═══ SUPPLIED DATA ═══
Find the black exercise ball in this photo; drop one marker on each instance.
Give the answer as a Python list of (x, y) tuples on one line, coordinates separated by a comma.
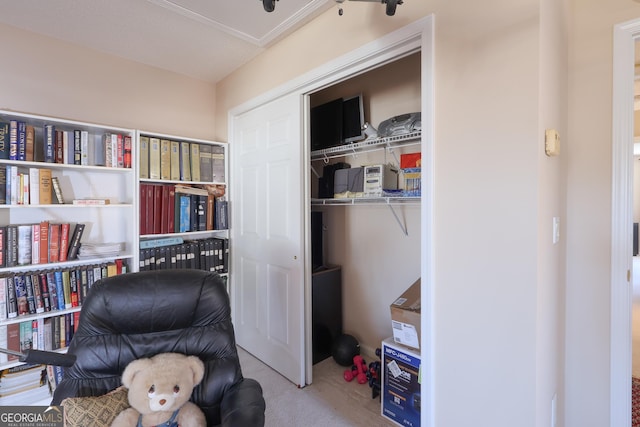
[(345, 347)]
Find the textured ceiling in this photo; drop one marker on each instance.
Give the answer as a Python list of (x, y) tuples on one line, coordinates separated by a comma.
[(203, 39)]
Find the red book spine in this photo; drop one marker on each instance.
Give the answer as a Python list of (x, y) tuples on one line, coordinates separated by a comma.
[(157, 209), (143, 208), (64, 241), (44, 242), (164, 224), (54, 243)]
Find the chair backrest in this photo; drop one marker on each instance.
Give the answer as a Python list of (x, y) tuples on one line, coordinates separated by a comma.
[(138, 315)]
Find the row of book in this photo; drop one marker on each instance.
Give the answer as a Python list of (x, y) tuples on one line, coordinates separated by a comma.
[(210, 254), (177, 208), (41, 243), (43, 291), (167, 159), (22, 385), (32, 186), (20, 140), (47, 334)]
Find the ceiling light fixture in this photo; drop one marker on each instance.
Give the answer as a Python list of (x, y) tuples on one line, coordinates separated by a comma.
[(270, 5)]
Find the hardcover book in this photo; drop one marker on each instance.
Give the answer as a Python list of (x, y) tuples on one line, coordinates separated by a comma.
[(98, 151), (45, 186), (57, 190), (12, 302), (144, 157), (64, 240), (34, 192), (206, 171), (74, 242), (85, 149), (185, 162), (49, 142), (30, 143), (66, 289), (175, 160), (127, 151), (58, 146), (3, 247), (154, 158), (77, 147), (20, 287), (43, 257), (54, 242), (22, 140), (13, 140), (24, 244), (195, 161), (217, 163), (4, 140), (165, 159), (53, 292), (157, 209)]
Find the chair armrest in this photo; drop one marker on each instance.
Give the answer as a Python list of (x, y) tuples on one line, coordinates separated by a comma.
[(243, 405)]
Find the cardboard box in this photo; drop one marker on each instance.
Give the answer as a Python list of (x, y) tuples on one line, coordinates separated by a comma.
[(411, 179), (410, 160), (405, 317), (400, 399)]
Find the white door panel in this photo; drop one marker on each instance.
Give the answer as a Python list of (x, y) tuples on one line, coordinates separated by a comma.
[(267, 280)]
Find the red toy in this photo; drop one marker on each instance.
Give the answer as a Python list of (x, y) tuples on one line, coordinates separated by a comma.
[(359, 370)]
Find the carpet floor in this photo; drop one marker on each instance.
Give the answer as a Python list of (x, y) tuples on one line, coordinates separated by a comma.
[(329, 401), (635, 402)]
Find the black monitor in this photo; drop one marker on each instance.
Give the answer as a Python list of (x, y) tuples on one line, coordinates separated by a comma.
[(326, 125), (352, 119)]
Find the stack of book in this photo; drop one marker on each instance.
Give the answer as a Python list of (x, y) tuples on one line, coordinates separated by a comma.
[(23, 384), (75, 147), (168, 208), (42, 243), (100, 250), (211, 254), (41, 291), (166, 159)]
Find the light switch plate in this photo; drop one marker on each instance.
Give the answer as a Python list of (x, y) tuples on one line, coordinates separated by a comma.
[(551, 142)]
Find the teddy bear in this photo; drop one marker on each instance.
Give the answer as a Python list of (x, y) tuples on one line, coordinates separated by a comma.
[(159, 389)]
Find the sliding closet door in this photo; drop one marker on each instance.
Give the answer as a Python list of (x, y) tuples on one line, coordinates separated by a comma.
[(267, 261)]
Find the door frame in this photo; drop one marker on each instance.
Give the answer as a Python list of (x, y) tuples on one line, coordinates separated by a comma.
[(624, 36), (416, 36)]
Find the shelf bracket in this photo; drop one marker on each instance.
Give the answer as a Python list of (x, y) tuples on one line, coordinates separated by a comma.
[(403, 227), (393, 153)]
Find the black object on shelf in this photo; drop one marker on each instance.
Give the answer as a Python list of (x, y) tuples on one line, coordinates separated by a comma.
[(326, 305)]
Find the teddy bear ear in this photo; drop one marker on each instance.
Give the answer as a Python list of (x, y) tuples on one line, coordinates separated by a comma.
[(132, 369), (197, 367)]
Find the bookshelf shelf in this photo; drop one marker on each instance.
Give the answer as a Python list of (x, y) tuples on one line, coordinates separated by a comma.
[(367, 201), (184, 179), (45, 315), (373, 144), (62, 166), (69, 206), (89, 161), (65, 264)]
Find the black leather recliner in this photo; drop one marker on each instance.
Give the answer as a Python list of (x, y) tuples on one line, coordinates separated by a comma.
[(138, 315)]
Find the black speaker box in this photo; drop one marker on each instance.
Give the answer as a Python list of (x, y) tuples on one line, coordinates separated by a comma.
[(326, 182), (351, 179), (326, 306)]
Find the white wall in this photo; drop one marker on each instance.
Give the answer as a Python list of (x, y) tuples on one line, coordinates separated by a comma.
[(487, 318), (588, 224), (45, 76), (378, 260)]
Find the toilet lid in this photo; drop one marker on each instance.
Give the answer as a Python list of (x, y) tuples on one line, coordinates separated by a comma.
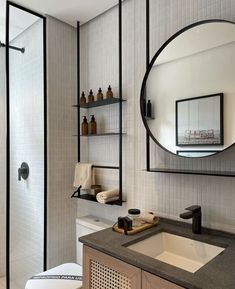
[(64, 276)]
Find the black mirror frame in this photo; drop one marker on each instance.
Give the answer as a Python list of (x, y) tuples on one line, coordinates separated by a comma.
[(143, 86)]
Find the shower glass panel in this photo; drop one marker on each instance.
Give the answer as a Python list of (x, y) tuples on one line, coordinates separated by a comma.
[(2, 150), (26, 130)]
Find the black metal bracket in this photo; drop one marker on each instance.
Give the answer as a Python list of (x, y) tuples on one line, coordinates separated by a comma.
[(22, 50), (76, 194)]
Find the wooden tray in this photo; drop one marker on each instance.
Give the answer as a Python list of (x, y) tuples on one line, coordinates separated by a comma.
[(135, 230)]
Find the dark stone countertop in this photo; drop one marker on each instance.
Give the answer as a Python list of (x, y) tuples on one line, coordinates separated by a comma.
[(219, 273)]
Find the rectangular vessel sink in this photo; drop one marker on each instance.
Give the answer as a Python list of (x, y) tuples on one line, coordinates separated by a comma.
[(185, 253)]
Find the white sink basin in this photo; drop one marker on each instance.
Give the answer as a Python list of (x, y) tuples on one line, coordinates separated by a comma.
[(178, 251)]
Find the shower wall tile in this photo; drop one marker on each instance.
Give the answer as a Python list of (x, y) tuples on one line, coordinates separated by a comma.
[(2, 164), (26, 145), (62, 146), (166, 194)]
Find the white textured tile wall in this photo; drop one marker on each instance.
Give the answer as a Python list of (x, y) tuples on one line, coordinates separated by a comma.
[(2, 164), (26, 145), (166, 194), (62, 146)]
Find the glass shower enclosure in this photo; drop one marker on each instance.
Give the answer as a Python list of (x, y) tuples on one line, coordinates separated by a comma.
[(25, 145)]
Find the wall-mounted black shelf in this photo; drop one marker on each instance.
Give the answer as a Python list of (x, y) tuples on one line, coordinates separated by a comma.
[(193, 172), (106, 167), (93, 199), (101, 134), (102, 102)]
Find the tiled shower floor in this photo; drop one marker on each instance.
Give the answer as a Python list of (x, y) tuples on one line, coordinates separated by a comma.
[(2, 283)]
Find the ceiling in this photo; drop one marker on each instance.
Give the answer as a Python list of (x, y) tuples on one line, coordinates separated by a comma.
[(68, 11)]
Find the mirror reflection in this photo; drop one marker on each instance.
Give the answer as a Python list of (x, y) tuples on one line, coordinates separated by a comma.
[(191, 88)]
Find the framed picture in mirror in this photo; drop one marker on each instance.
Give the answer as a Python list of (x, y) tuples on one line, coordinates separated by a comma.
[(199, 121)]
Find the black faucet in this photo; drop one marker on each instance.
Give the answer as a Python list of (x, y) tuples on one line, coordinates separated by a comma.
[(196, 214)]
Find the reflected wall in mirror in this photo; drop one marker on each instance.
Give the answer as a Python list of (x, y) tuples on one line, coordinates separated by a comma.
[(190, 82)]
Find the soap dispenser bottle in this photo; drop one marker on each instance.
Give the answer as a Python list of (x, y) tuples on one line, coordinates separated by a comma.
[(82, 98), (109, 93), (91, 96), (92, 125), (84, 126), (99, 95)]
═══
═══ SUPPLIED DATA ═══
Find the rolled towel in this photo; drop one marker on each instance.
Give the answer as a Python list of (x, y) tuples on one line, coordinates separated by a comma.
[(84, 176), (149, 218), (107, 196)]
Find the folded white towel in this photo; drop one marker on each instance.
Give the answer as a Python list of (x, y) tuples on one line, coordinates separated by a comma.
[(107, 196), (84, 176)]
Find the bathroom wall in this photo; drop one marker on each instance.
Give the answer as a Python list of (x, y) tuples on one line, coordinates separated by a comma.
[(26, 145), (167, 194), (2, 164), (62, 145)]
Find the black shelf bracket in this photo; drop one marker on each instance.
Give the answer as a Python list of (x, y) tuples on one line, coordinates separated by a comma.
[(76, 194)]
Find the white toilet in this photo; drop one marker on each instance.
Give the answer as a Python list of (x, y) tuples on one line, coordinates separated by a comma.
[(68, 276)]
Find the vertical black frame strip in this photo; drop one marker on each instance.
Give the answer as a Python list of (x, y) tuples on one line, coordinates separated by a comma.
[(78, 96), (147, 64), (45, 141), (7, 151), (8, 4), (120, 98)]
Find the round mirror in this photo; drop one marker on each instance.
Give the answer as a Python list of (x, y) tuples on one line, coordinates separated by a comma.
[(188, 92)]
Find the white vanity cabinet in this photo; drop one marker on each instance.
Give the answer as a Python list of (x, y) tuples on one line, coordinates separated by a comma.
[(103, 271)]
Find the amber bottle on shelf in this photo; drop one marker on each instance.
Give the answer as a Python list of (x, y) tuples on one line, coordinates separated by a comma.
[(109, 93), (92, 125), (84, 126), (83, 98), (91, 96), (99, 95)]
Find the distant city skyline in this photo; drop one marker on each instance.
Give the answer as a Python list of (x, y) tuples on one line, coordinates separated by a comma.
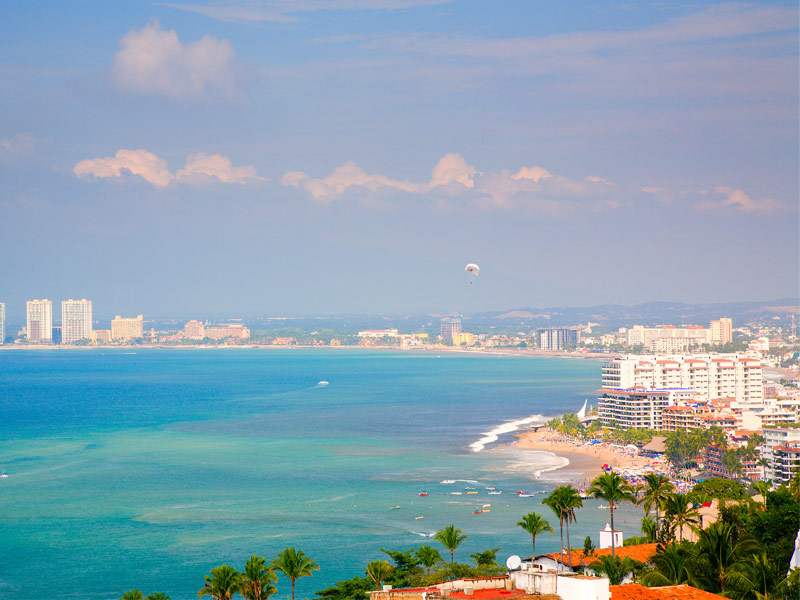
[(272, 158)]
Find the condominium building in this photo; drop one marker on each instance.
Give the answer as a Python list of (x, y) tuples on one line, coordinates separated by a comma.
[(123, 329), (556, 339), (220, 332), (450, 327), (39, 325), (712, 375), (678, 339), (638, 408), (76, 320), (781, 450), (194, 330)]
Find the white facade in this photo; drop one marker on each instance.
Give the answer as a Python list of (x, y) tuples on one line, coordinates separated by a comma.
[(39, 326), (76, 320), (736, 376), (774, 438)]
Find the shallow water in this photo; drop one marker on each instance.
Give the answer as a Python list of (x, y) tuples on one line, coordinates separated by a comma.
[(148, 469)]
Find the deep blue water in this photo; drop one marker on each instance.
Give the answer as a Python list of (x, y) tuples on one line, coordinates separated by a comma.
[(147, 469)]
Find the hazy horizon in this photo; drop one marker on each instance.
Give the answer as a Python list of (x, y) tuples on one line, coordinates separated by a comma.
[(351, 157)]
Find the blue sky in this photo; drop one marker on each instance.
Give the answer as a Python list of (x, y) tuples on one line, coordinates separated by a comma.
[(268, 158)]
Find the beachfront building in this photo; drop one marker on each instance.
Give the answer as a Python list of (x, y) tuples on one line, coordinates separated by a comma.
═══
◆ **OBJECTIVE**
List every line above that contains the string "shower". Case counts.

◆ **ANSWER TO THE PROBLEM**
Find the shower glass panel in this photo; drop one marker on each instance.
Find the shower wall tile in this photo; drop one marker on each instance.
Find the glass shower enclosure in this photo; drop one marker on each instance.
Find the tiled shower floor in this photo; drop one marker on each instance.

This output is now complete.